Type out the complete listing below word for word, without its pictures.
Content starts
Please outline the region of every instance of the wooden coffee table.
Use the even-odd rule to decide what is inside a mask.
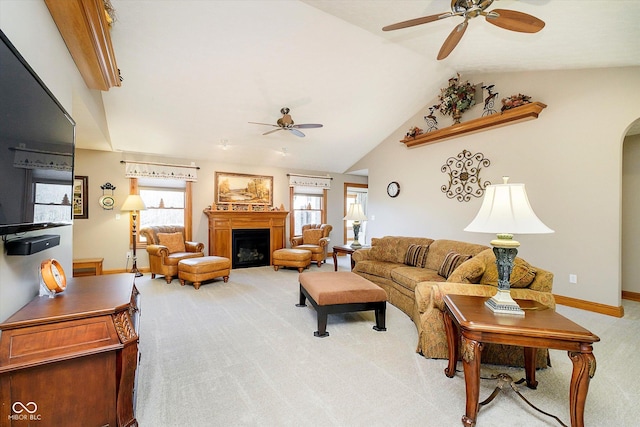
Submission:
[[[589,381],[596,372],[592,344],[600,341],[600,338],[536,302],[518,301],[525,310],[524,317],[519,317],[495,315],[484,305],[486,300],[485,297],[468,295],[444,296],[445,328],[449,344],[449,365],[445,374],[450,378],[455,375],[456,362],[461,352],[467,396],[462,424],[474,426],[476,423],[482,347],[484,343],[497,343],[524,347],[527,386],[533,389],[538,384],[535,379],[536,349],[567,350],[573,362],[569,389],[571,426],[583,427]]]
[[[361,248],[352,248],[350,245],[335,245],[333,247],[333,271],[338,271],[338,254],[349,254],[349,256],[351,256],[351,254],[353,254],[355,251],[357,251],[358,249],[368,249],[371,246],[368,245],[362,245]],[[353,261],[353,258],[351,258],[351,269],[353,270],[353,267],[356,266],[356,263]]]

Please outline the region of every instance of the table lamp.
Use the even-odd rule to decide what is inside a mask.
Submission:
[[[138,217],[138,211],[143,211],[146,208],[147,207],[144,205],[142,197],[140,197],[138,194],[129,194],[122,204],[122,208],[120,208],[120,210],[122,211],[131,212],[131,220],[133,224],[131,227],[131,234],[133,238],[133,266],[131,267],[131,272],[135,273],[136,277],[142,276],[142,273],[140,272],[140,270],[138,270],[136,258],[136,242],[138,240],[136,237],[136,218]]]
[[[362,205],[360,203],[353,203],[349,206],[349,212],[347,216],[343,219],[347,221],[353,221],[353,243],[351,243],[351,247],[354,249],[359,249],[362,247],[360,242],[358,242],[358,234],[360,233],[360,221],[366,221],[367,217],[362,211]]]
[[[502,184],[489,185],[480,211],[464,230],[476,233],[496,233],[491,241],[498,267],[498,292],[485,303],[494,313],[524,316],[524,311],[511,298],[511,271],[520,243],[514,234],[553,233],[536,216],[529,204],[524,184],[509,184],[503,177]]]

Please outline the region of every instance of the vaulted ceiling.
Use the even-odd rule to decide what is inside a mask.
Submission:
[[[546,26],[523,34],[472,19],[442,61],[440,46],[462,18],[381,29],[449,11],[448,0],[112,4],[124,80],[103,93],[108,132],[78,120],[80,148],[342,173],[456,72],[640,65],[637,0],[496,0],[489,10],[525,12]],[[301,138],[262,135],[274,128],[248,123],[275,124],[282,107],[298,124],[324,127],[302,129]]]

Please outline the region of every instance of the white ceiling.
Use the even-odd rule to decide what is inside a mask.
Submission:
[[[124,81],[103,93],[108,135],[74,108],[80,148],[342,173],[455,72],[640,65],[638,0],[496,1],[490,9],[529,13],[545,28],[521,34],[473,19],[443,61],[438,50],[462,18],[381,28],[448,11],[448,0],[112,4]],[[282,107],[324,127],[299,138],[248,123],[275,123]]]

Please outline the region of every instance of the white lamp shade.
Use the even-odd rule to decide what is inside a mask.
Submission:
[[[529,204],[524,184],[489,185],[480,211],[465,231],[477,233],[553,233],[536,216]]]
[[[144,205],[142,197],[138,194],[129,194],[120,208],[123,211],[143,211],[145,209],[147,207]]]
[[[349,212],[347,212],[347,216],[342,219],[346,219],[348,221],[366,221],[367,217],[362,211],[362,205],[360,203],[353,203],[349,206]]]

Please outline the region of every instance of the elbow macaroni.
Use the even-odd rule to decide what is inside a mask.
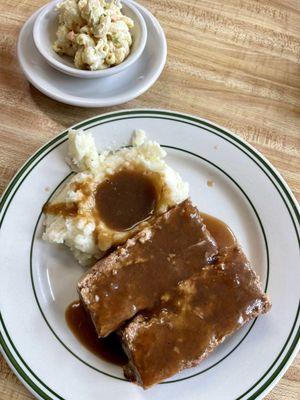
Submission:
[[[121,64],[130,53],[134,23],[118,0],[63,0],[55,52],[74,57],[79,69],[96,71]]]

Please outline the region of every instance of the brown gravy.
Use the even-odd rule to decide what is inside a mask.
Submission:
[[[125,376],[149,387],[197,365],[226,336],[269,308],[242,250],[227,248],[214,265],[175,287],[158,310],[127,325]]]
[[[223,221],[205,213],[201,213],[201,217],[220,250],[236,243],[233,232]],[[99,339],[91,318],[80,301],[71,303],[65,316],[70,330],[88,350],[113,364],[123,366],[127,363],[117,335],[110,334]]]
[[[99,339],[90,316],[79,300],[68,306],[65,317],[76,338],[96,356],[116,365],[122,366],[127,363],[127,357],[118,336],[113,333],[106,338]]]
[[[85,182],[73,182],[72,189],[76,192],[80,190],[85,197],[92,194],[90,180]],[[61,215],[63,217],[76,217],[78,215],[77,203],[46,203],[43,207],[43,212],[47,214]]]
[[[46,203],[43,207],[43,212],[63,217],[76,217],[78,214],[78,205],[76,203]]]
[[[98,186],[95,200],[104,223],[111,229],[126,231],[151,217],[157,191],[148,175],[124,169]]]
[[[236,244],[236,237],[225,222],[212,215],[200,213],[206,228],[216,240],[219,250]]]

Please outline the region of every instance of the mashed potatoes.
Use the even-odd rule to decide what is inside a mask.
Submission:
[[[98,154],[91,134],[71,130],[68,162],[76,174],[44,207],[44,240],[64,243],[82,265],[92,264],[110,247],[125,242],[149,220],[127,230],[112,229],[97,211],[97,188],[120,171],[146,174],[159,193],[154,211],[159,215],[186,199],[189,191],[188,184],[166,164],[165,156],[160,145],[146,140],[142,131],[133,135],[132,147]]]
Content ends
**THE ANSWER**
Please outline the region of every instance of the wooden coffee table.
Use the even-odd rule to decide what is inside a mask.
Submission:
[[[589,381],[596,372],[592,344],[600,341],[600,338],[536,302],[518,301],[525,310],[524,317],[519,317],[495,315],[484,305],[486,300],[485,297],[468,295],[444,296],[445,328],[449,344],[449,365],[445,374],[450,378],[455,375],[456,362],[461,352],[467,396],[462,424],[474,426],[476,423],[482,347],[484,343],[497,343],[524,347],[527,386],[533,389],[538,384],[535,379],[536,349],[567,350],[573,362],[569,389],[571,426],[583,427]]]
[[[361,248],[352,248],[350,245],[335,245],[333,247],[333,271],[338,271],[338,254],[349,254],[349,256],[351,256],[351,254],[353,254],[355,251],[357,251],[358,249],[368,249],[371,246],[368,245],[362,245]],[[353,261],[353,258],[351,258],[351,269],[353,270],[353,267],[356,266],[356,263]]]

Please outline the region of every instance of the table lamp.
Use the even-odd rule to decide what is inside a mask.
Submission:
[[[138,217],[138,211],[143,211],[146,208],[147,207],[144,205],[142,197],[140,197],[138,194],[129,194],[122,204],[122,208],[120,208],[120,210],[122,211],[131,212],[131,220],[133,224],[131,227],[131,234],[133,238],[133,266],[131,267],[131,272],[135,273],[136,277],[142,276],[142,273],[140,272],[140,270],[138,270],[136,258],[136,242],[138,240],[136,237],[136,218]]]
[[[362,205],[360,203],[353,203],[349,206],[349,212],[347,216],[343,219],[347,221],[353,221],[353,243],[351,243],[351,247],[354,249],[359,249],[362,247],[360,242],[358,242],[358,234],[360,233],[360,221],[366,221],[367,217],[362,211]]]
[[[502,184],[489,185],[480,211],[464,230],[476,233],[496,233],[491,241],[498,267],[498,292],[485,303],[494,313],[524,316],[524,311],[511,298],[511,271],[520,243],[514,234],[553,233],[536,216],[529,204],[524,184],[509,184],[503,177]]]

Please outline the region of every instance of the vaulted ceiling.
Use the even-odd rule to decide what is inside a mask.
Submission:
[[[546,26],[523,34],[472,19],[442,61],[440,46],[462,18],[381,29],[449,11],[448,0],[112,4],[124,80],[103,93],[108,132],[78,120],[80,148],[342,173],[456,72],[640,65],[637,0],[496,0],[489,10],[525,12]],[[301,138],[262,135],[274,128],[248,123],[275,124],[282,107],[298,124],[324,127],[302,129]]]

Please outline the region of every instance of the white ceiling.
Use the even-odd rule to decide what is inside a mask.
Submission:
[[[124,81],[103,93],[108,135],[74,108],[80,148],[342,173],[455,72],[640,65],[638,0],[496,1],[490,9],[529,13],[545,28],[521,34],[473,19],[443,61],[438,50],[462,18],[381,28],[448,11],[448,0],[112,4]],[[282,107],[324,127],[299,138],[248,123],[275,123]]]

Please outline the region of every instance of the white lamp shade.
Use the even-odd rule to decide what is inside a mask.
Submission:
[[[529,204],[524,184],[489,185],[480,211],[465,231],[477,233],[553,233],[536,216]]]
[[[144,205],[142,197],[138,194],[129,194],[120,208],[123,211],[143,211],[145,209],[147,207]]]
[[[349,212],[347,212],[347,216],[342,219],[346,219],[348,221],[366,221],[367,217],[362,211],[362,205],[360,203],[353,203],[349,206]]]

Please outline the region of every instance of the elbow macaroni.
Use the even-odd rule to decide what is inside a mask.
Submission:
[[[121,64],[130,53],[134,23],[118,0],[63,0],[55,52],[74,57],[79,69],[96,71]]]

Please outline the region of every instance of the brown gravy.
Use the even-odd rule to decide what is inside a mask.
Submission:
[[[125,376],[149,387],[197,365],[226,336],[269,308],[242,250],[227,248],[214,265],[175,287],[158,310],[127,325]]]
[[[223,221],[205,213],[201,213],[201,217],[220,250],[236,243],[233,232]],[[99,339],[91,318],[80,301],[71,303],[65,316],[70,330],[88,350],[113,364],[123,366],[127,363],[117,335],[110,334]]]
[[[99,339],[90,316],[79,300],[68,306],[65,317],[76,338],[96,356],[116,365],[122,366],[127,363],[127,357],[118,336],[113,333],[106,338]]]
[[[85,182],[73,182],[72,189],[76,192],[80,190],[85,197],[92,194],[90,180]],[[61,215],[63,217],[76,217],[78,215],[77,203],[46,203],[43,207],[43,212],[47,214]]]
[[[46,203],[43,207],[43,212],[63,217],[76,217],[78,214],[78,205],[76,203]]]
[[[98,186],[95,200],[104,223],[111,229],[126,231],[151,217],[157,191],[148,175],[124,169]]]
[[[236,244],[236,237],[225,222],[212,215],[200,213],[206,228],[216,240],[219,250]]]

Please outline the region of every instance of the mashed potatoes.
Use the even-odd rule to decide what is inside a mask.
Submission:
[[[98,154],[91,134],[71,130],[68,162],[76,174],[44,207],[44,240],[64,243],[82,265],[92,264],[110,247],[125,242],[149,220],[127,230],[112,229],[97,211],[97,188],[120,171],[146,174],[159,193],[154,211],[159,215],[186,199],[189,191],[188,184],[166,164],[165,156],[160,145],[146,140],[142,131],[133,135],[132,147]]]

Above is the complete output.